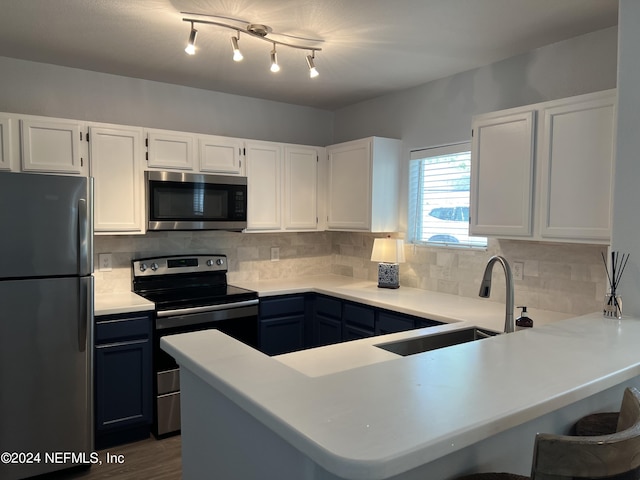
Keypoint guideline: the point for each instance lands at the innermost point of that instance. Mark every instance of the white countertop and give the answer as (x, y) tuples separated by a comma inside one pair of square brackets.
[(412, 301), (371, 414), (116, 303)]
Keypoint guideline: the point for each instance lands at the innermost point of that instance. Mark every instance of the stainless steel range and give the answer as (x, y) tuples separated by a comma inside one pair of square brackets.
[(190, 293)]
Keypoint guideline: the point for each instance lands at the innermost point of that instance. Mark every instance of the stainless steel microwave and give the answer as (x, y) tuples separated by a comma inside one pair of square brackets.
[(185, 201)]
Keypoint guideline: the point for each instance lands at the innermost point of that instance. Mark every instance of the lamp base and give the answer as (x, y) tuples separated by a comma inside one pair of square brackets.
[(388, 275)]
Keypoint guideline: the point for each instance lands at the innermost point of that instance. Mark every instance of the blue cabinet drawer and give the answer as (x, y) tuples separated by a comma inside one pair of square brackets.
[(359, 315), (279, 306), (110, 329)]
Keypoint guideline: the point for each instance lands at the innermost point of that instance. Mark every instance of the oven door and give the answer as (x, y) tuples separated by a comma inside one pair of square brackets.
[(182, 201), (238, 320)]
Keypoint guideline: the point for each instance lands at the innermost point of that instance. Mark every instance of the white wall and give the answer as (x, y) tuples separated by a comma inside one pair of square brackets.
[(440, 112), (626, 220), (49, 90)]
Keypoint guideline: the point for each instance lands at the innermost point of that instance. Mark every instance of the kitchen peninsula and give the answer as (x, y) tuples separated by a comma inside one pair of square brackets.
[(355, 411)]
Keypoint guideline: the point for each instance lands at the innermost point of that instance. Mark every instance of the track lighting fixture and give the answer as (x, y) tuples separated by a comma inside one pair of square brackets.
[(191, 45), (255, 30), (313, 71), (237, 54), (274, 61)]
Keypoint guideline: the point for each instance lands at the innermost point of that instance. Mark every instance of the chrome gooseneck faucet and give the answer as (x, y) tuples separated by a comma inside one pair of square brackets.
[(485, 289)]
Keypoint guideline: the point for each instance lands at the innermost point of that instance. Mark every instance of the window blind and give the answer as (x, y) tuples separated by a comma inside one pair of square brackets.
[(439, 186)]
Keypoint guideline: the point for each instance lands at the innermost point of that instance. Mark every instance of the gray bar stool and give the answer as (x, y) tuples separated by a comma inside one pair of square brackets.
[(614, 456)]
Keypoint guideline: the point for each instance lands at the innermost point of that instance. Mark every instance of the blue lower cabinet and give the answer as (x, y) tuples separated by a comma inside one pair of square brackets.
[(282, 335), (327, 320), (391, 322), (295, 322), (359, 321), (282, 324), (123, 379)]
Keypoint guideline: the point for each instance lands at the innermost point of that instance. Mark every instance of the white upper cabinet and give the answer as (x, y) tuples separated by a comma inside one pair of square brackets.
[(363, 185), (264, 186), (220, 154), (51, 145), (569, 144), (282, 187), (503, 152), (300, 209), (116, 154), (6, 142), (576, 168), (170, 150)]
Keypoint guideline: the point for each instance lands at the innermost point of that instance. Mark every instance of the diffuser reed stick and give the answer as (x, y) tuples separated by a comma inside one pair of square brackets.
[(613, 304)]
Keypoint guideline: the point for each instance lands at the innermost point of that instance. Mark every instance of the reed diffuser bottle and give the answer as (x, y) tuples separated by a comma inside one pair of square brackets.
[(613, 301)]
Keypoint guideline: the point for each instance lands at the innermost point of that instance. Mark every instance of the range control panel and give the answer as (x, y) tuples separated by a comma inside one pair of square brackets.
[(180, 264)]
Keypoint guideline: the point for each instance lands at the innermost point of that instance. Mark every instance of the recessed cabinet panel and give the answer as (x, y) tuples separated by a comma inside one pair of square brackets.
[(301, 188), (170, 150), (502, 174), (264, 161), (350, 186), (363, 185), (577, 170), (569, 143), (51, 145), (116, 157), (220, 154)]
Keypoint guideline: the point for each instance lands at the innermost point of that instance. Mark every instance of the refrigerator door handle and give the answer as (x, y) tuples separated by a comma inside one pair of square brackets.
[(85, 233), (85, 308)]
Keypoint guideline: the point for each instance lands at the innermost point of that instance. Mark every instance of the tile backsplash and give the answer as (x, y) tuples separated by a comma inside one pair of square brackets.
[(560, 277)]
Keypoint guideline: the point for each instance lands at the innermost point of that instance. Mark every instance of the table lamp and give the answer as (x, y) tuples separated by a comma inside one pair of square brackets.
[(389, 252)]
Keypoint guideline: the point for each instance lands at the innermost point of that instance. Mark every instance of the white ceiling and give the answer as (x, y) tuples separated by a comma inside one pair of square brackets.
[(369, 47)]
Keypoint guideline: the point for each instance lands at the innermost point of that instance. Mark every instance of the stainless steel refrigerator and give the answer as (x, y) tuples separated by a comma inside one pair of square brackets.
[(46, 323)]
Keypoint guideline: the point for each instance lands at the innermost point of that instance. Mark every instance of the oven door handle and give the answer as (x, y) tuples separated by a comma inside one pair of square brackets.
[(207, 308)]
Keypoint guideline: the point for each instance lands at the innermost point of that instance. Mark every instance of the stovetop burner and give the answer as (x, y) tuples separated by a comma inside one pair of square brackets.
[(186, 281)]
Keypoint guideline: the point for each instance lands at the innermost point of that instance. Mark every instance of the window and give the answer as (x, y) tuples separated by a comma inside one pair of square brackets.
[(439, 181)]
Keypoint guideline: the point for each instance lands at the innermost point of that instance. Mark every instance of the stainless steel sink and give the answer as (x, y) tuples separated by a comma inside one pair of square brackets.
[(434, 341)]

▶ _EXERCISE TASK_:
Quote every one of the lines above word for word, and leave the pictures out of your answer.

▶ _THE RESULT_:
Keypoint guideline: the point for each instance lands at the innermost point of that instance. Mark every instance of the white countertop and give the answer as (x, y) tuples separated by a comma inside one pair of square brackets.
[(412, 301), (371, 414), (116, 303)]
Keypoint guideline: the point for each instance lands at the innermost point of that instance. Mark every instance of the stainless steel range and give the answer as (x, y) tuples separated by a comma inside one pair of square brackets.
[(190, 293)]
Keypoint guideline: the point for each instance lands at the innermost point of that instance. Mark every instance of the stainless steel microwave and give the answer as (x, y) tuples separated by a comma inside one pair of square brackets.
[(185, 201)]
Keypoint guideline: the point for each instance lands at the innermost point of that instance. Mark every instance of the lamp base and give the answer as (x, y) tuples separated by a comma inside one pair of square brackets.
[(388, 275)]
Keypoint guideline: the point for each instance lands at the innermost point of that instance. Mark every instance of the blue cabinet drawer and give the answer as (x, y) tuples separated by a comma inside one pair of square brackets.
[(359, 315), (279, 306), (110, 329)]
Keypoint guideline: the point for each instance lands at the innermost point of that instance. Mark every instance of the oven door and give the answer as (x, y) tuples separated by a comma inside one pair of square brackets.
[(182, 201), (238, 320)]
Keypoint guideline: the point for each instance lands at the innermost point of that instance. Mark every instance of the white wall and give the answer as (x, y) tuples separated by a comma inside one pair of square brackets.
[(440, 112), (626, 220), (49, 90)]
Keypoint guideline: the point for each instance lands at the innermost point of that instance. Mark every instance of the kitchen peninsula and give the answer as (x, y) tuples separated by a comma inside one pair of square brackets.
[(355, 411)]
Keypoint guideline: the point for each instance lands at the innermost point of that instance. Mark every instance of the track lighting fixture and give the answer as (x, y) tuples separated by a comma inside one pair of square brackets.
[(191, 45), (255, 30), (313, 71), (237, 54), (274, 61)]
Keypoint guideline: the point for each instance lands at the innermost point of that instance. Mark every instance of the chrome gooseneck faucet and give the answer as (x, y) tuples separated by a comma inside one pair of square brackets.
[(485, 289)]
Keypoint guideline: the point for each instance lands at the innermost point of that instance. Mark every instance of the window blind and give the answer as (x, y) tuples separated by a comma inside one pair of square brackets.
[(439, 186)]
Keypoint guideline: the point for each instance lands at the innermost point of that instance. Mark every instance of the gray bar stool and give the answer as (x, y) tuples separated by a comma inside one pair of square brackets.
[(614, 456)]
Keypoint guideline: the point for each instance lands at the innermost point of that instance. Mark every instance of the blue lower cabinet and give the answer as (x, y) tuples separated by a comma inside one pair of square brackets.
[(282, 335), (327, 320), (391, 322), (295, 322), (359, 321), (282, 324), (123, 379)]
Keypoint guideline: the point for each instance lands at the innermost point of that instance. Mark every instance of the white upper cabinet and give the answer as (x, y) tuples separated by a comma inside one pair of square brackets.
[(363, 185), (264, 186), (220, 154), (51, 145), (569, 144), (282, 187), (503, 152), (300, 209), (116, 154), (6, 142), (576, 168), (170, 150)]
Keypoint guideline: the point for each instance lands at the innermost point of that instance. Mark every instance of the diffuser reed stick and give the answer as (x, y) tuples separated by a comma inside one pair of square brackets.
[(613, 304)]
Keypoint guideline: the point for each instance lands at the innermost point of that instance. Mark every instance of the reed diffuser bottle and give the answer as (x, y) tuples separated by a comma inside one pair of square brackets.
[(613, 301)]
Keypoint guideline: the point for each instance lands at the innermost point of that instance. Mark every instance of the range control panel and give the answer as (x, y) tuples separated by a comma inside one pair of square brackets.
[(180, 264)]
Keypoint guideline: the point for each instance lands at the innermost point of that instance. Mark every instance of the recessed cabinet panel and give the answer as (x, y) tuples separated by a comma inside one pair of square brackets.
[(301, 188), (170, 150), (502, 174), (264, 161), (350, 186), (363, 185), (577, 170), (569, 143), (51, 145), (116, 157), (220, 154)]
Keypoint guideline: the point for each instance lands at the innermost point of that instance. Mark every instance of the refrigerator door handle and give the answer as (x, y) tuples separated by a comma inside one pair of square brackets.
[(85, 233), (85, 308)]
Keypoint guideline: the point for each instance lands at the innermost point of that instance. Mark every instance of the tile backsplash and give the answer as (x, y) tuples separated by a comma inside one pair of square brackets.
[(560, 277)]
Keypoint guideline: the point for each instance lands at the innermost point of that instance. Mark every instance of the table lamp and give the answer as (x, y) tuples separated by a comma inside one pair of square brackets.
[(389, 252)]
Keypoint guideline: the point for each instance lands at the innermost point of that instance. Mark every instance of the white ceiling and give the answer as (x, y) tuples separated by a comma inside one pair of square brackets.
[(369, 47)]
Keypoint guideline: the point for each instance lands at the innermost point of that instance. Mark every instance of the stainless steel refrigerator and give the answer as (x, y) tuples separated by a comma inside one pair of square brackets.
[(46, 323)]
Keypoint guideline: the point for each instance lands at the innermost point of that instance. Mark every instance of the oven door handle and give the answer as (x, y) tuples separated by a comma inside one pair of square brackets.
[(207, 308)]
Keypoint guideline: the point for each instance lands at the innermost point of that instance. Mark every instance of the stovetop burner and give the answer as (x, y) tuples separated by a comma inside one pair of square brackets.
[(186, 281)]
Keypoint guideline: the point for each instance lands at the innermost point of that instance. Mark every instance of the window and give the answer as (x, y) tuples separated by a comma inside one pair of square brackets.
[(439, 181)]
Keypoint guideline: the point for each instance lands at the innermost point of that instance. Mark every instance of the stainless steel sink and give the answer as (x, y) tuples separated by a comma inside one pair of square brackets.
[(434, 341)]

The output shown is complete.